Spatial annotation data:
## START
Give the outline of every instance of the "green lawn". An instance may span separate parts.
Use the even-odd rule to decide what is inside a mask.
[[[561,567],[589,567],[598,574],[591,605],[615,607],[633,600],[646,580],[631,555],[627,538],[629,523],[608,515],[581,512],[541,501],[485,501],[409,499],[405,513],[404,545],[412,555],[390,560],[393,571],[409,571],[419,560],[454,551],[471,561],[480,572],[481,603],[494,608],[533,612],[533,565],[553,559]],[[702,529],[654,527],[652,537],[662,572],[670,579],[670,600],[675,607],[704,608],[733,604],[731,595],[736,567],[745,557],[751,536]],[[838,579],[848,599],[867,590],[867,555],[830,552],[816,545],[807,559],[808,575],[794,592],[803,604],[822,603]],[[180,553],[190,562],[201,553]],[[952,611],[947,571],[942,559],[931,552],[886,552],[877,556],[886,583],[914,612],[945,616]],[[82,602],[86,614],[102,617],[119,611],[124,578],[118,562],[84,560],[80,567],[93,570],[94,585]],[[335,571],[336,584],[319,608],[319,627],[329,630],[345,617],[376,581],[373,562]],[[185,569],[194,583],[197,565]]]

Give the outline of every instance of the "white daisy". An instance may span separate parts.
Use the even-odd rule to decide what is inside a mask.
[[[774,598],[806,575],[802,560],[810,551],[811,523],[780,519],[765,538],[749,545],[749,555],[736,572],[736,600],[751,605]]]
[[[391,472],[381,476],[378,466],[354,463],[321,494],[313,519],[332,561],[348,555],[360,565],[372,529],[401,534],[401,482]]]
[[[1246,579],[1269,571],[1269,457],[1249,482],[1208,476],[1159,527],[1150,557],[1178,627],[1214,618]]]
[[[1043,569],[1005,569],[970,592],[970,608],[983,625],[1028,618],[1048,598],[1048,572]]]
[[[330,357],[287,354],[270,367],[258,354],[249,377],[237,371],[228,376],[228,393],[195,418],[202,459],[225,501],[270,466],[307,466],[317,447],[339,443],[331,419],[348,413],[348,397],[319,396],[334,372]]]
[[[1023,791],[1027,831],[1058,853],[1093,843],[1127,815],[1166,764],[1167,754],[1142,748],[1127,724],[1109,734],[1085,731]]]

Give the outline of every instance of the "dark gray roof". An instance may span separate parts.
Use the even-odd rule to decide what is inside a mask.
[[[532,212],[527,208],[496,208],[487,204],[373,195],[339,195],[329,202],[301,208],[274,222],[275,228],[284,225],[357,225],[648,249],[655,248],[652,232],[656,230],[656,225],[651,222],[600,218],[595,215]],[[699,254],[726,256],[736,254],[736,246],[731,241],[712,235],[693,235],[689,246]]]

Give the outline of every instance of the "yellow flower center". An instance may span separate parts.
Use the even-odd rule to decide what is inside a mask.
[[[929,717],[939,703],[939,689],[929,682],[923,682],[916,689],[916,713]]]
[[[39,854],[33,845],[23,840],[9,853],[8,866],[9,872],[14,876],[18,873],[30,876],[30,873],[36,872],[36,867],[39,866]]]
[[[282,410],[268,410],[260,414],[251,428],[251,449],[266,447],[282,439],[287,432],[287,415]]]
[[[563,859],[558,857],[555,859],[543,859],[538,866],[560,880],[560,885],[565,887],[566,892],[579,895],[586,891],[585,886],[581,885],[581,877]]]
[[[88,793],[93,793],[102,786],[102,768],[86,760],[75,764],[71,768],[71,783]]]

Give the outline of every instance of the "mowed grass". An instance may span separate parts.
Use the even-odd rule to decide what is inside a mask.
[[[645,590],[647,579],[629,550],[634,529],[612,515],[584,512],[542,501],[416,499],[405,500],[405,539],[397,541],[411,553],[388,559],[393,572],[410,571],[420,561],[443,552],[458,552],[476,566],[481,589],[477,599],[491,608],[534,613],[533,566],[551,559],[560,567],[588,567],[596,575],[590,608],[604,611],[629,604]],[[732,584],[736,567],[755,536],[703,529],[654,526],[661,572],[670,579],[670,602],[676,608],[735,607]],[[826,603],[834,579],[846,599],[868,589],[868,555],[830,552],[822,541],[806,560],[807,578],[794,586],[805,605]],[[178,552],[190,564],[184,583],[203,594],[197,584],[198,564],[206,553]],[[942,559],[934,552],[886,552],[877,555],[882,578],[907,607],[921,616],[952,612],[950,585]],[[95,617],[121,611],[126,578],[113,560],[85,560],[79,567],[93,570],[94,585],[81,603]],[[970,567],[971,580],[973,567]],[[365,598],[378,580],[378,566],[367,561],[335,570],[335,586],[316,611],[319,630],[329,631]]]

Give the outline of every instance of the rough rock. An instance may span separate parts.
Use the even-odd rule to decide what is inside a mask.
## END
Reproduce all of the data above word for word, with no changes.

Give the outline of every instance of the "green lawn". An instance may span separate parts.
Use the even-odd rule to decide what is inside a mask.
[[[561,567],[589,567],[598,574],[591,605],[615,607],[633,600],[646,580],[631,555],[627,538],[629,523],[608,515],[581,512],[541,501],[485,501],[409,499],[405,513],[404,545],[412,555],[390,560],[393,571],[409,571],[419,560],[454,551],[471,561],[480,572],[481,603],[494,608],[533,612],[533,565],[553,559]],[[702,529],[654,527],[652,537],[662,572],[670,579],[670,600],[675,607],[704,608],[733,604],[731,595],[736,567],[745,557],[751,536]],[[838,579],[848,599],[867,590],[867,555],[830,552],[816,545],[807,559],[808,575],[794,592],[803,604],[822,603]],[[180,553],[190,562],[201,553]],[[952,611],[947,571],[942,559],[931,552],[886,552],[877,556],[886,583],[914,612],[945,616]],[[82,602],[86,614],[102,617],[119,611],[124,578],[118,562],[84,560],[80,567],[93,570],[94,585]],[[335,571],[336,584],[319,608],[319,627],[329,630],[345,617],[376,581],[373,562]],[[185,569],[194,583],[197,565]]]

Give the outline of every instance of the "white daisy". An instance may span separate parts.
Use the even-odd rule to decide what is inside a mask.
[[[774,598],[806,575],[802,560],[810,551],[811,523],[780,519],[765,538],[749,545],[749,555],[736,572],[736,600],[751,605]]]
[[[391,472],[381,476],[378,466],[354,463],[321,494],[313,519],[332,561],[348,555],[360,565],[372,529],[401,534],[401,482]]]
[[[1246,579],[1269,571],[1269,457],[1249,482],[1208,476],[1159,527],[1150,557],[1178,627],[1214,618]]]
[[[1043,569],[1005,569],[970,592],[970,608],[983,625],[1028,618],[1048,598],[1048,572]]]
[[[330,357],[287,354],[270,367],[258,354],[249,377],[237,371],[228,376],[228,393],[195,418],[202,459],[225,501],[270,466],[307,466],[317,447],[339,443],[331,419],[348,413],[348,397],[319,396],[334,372]]]
[[[1023,791],[1027,831],[1058,853],[1093,843],[1127,815],[1166,764],[1167,754],[1142,748],[1127,724],[1109,734],[1085,731]]]

Give the outline of every instance of the "dark gray roof". An instance may span separate parts.
Use the even-odd rule to decide what is inside a mask.
[[[532,212],[527,208],[496,208],[487,204],[373,195],[339,195],[329,202],[301,208],[274,222],[275,228],[284,225],[357,225],[648,249],[655,248],[652,232],[656,230],[656,225],[651,222],[600,218],[595,215]],[[699,254],[726,256],[736,254],[736,246],[731,241],[712,235],[693,235],[689,246]]]

Give the outline of every instance of the "yellow flower center". An instance may span separate parts.
Use the even-odd rule to decide what is inside a mask.
[[[929,717],[939,703],[939,689],[929,682],[923,682],[916,689],[916,713]]]
[[[39,854],[33,845],[23,840],[9,853],[8,866],[9,872],[14,876],[18,873],[30,876],[30,873],[36,872],[36,867],[39,866]]]
[[[282,410],[268,410],[260,414],[251,428],[251,449],[266,447],[282,439],[287,432],[287,415]]]
[[[563,859],[558,857],[555,859],[543,859],[538,866],[560,880],[560,885],[565,887],[566,892],[579,895],[586,891],[585,886],[581,885],[581,877]]]
[[[88,793],[93,793],[102,786],[102,768],[86,760],[75,764],[71,768],[71,783]]]

Give the outline of every instance of the "mowed grass". An instance may span separate parts.
Use the even-odd rule to decide what is inside a mask.
[[[645,590],[647,579],[629,550],[634,529],[612,515],[584,512],[542,501],[416,499],[405,500],[405,539],[397,541],[411,553],[388,559],[393,572],[410,571],[420,561],[443,552],[458,552],[476,566],[481,589],[477,599],[491,608],[534,613],[533,566],[551,559],[560,567],[588,567],[596,575],[590,608],[604,611],[629,604]],[[732,584],[736,567],[755,536],[703,529],[654,526],[661,572],[670,579],[670,602],[676,608],[735,607]],[[826,603],[834,579],[846,599],[868,589],[868,555],[830,552],[822,541],[806,560],[807,578],[794,586],[805,605]],[[178,552],[190,564],[184,583],[203,594],[197,584],[198,564],[206,553]],[[942,559],[934,552],[886,552],[877,555],[882,578],[907,607],[921,616],[952,612],[950,585]],[[95,617],[121,611],[126,578],[113,560],[85,560],[79,567],[93,570],[94,585],[81,603]],[[970,567],[971,580],[973,567]],[[365,598],[378,580],[378,566],[367,561],[335,570],[335,586],[316,611],[319,630],[329,631]]]

Give the outline of every instance of the rough rock. An instance may span separate parts.
Use the even-odd rule to decide what is inside a mask.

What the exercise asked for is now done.